◆ EXERCISE PROMPT:
Reproduce the listing exactly and skip over any pictures.

◆ TASK INPUT:
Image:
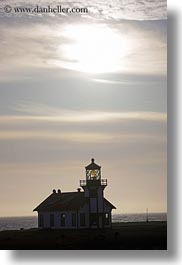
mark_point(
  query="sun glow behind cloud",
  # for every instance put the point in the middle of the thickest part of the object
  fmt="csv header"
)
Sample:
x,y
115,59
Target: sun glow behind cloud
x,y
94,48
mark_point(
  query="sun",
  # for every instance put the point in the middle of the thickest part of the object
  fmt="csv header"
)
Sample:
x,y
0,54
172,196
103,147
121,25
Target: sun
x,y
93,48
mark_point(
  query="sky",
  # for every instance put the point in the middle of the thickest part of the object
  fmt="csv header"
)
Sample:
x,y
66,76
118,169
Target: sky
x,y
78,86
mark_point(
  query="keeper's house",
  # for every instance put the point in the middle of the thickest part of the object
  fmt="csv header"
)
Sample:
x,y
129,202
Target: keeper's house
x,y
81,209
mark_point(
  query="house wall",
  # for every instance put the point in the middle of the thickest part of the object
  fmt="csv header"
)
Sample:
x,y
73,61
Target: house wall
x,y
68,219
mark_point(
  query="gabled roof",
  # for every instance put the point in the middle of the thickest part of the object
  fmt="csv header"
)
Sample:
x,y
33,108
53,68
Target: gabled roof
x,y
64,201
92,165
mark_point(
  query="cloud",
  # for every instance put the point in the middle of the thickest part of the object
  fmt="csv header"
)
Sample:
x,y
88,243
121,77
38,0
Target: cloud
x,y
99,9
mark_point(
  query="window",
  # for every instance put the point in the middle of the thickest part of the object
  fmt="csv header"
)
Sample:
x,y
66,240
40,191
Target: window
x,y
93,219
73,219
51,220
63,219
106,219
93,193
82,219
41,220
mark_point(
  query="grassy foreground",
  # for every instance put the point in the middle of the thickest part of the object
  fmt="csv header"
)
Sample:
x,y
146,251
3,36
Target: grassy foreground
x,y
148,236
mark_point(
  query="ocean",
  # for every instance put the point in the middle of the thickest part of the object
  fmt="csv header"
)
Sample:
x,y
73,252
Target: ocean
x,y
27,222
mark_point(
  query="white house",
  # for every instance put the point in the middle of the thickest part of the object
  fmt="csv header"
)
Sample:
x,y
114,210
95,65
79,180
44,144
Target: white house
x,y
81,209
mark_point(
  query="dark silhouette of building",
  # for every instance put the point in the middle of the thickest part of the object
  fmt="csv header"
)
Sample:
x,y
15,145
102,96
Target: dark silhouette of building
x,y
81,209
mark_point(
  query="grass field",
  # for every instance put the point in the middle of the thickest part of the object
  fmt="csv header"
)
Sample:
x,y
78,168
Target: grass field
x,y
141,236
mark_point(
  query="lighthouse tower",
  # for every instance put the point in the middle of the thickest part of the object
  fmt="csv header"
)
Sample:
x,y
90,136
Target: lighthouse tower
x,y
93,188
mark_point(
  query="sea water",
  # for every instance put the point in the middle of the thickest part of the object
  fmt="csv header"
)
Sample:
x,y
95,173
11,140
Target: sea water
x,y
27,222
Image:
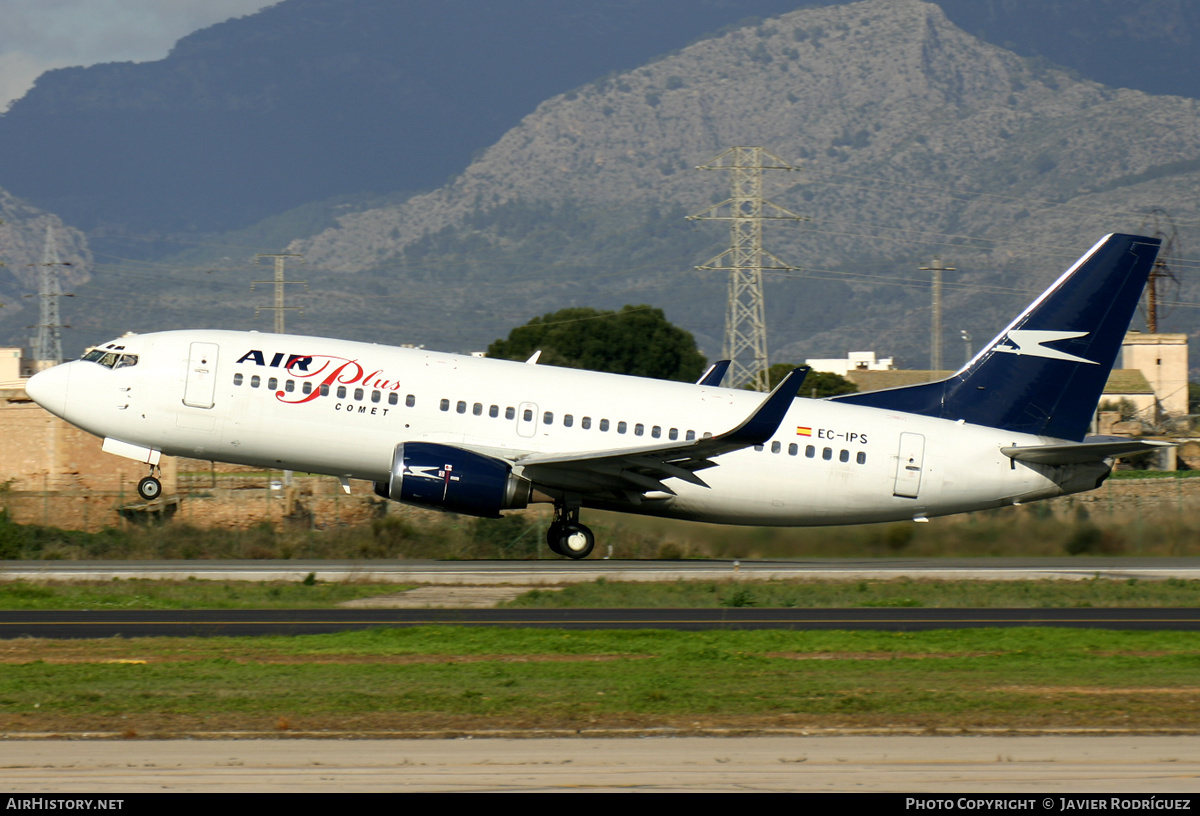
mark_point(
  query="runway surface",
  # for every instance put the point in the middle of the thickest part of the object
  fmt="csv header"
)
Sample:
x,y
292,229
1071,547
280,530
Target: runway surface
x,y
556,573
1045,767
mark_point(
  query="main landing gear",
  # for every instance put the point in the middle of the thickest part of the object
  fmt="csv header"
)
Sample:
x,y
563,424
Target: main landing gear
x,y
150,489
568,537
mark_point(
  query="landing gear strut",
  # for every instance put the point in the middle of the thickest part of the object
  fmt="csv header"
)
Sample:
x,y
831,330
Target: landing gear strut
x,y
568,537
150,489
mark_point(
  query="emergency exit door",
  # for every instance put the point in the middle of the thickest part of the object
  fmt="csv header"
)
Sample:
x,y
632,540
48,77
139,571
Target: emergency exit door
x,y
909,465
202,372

◆ WRITTEN REPLY:
Image:
mark_point(
  query="sun glow behind cloud",
  # for every instance put the point in the middle of the thickest part of the object
  fmt="csv header"
)
Sample:
x,y
115,59
Target: sun glow behind cloud
x,y
94,48
mark_point(
  query="sun",
  # for every instance put the point in the middle of the thickest part of the object
  fmt="csv header"
)
Sample:
x,y
0,54
172,196
103,147
121,25
Target: sun
x,y
93,48
mark_point(
  query="sky",
  # for every instance put the point in the middle of the thickest part of the object
  fmt="csv header"
)
Sample:
x,y
66,76
118,169
Target: sky
x,y
78,86
mark_point(
  query="keeper's house",
  # for every instance put the point in the middle of the thickest part of the object
  fmt="csv header"
)
Sample:
x,y
129,202
Target: keeper's house
x,y
81,209
mark_point(
  query="house wall",
  # for every instance put the point in the middle of the thickest part of the object
  fmt="csv header"
)
Sample:
x,y
73,61
Target: house wall
x,y
68,219
mark_point(
  query="gabled roof",
  # for every instance put the point in the middle of the thickest part of the object
  fmt="csv header"
)
Sample:
x,y
33,108
53,68
Target: gabled roof
x,y
64,201
92,165
mark_point(
  query="cloud",
  # for every instance put the point in the middle of the thickest part of the object
  fmt="csv header"
)
Sample:
x,y
88,243
121,77
38,0
Target: cloud
x,y
99,9
mark_point(
  query="window",
  # for every instance put the point in the middle of the thickest part of the object
  fmt="csv header"
)
Sample:
x,y
66,240
40,191
Target: window
x,y
93,219
73,219
51,220
63,219
106,219
93,193
82,219
41,220
mark_point(
  query="grassy foreground",
  # for every instance put the point in the middle of the thickest part of the object
  fmt="csv header"
)
Sample:
x,y
146,251
3,36
Target: grassy foreground
x,y
148,236
mark_point(
  query="ocean",
  # for every instance put the point in the middle of the thickest part of the object
  fmt="csv header"
)
Sample:
x,y
73,252
Target: ocean
x,y
27,222
mark_point(
  query="white house",
  # for every instance put the point in the middle of the thickest part of the object
  fmt="csv header"
)
Sample:
x,y
114,210
95,65
79,180
44,144
Target: white house
x,y
81,209
mark_point(
  query="dark silhouette of building",
  # for every instance put the point in the middle of the thickest part of the object
  fmt="csv header"
)
Sample:
x,y
15,145
102,96
Target: dark silhouette of building
x,y
81,209
mark_point(
  query="grass field",
  # for every instance put the point in the middle of the thickest part of the object
  fmt="csv header"
)
Sample:
x,y
78,168
Target: grass field
x,y
141,236
mark_point(
  query="lighthouse tower",
  # for every instance put the point in the middle of the thickest part of the object
  fmt="csv header"
)
Sample:
x,y
90,136
Target: lighthouse tower
x,y
93,188
mark_point(
  query="sea water",
  # for every instance put the point in the middle of the thickest part of the object
  fmt="csv header"
)
Sample:
x,y
95,173
11,140
Target: sea water
x,y
27,222
Image:
mark_point(
  query="runway surface",
  # for every instance put the point in the middle of the thickest part of the object
  fmt="csv header"
)
Sample:
x,y
292,229
1071,547
280,530
Target: runway surface
x,y
556,573
1045,767
mark_point(
  query="main landing gear",
  # for every instance put the point in the middle of the thickest part of the object
  fmt="csv header"
)
Sample:
x,y
563,424
Target: main landing gear
x,y
150,489
568,537
mark_point(
  query="landing gear strut",
  # for every instance put the point in the middle of the thickest part of the object
  fmt="csv header"
)
Sample:
x,y
831,330
Target: landing gear strut
x,y
568,537
150,489
mark_point(
  query="emergency exit door",
  # for every instance put the point in the middle of the thickest part of the object
  fmt="csv header"
)
Sample:
x,y
632,540
48,77
139,571
Target: emergency exit door
x,y
909,465
202,372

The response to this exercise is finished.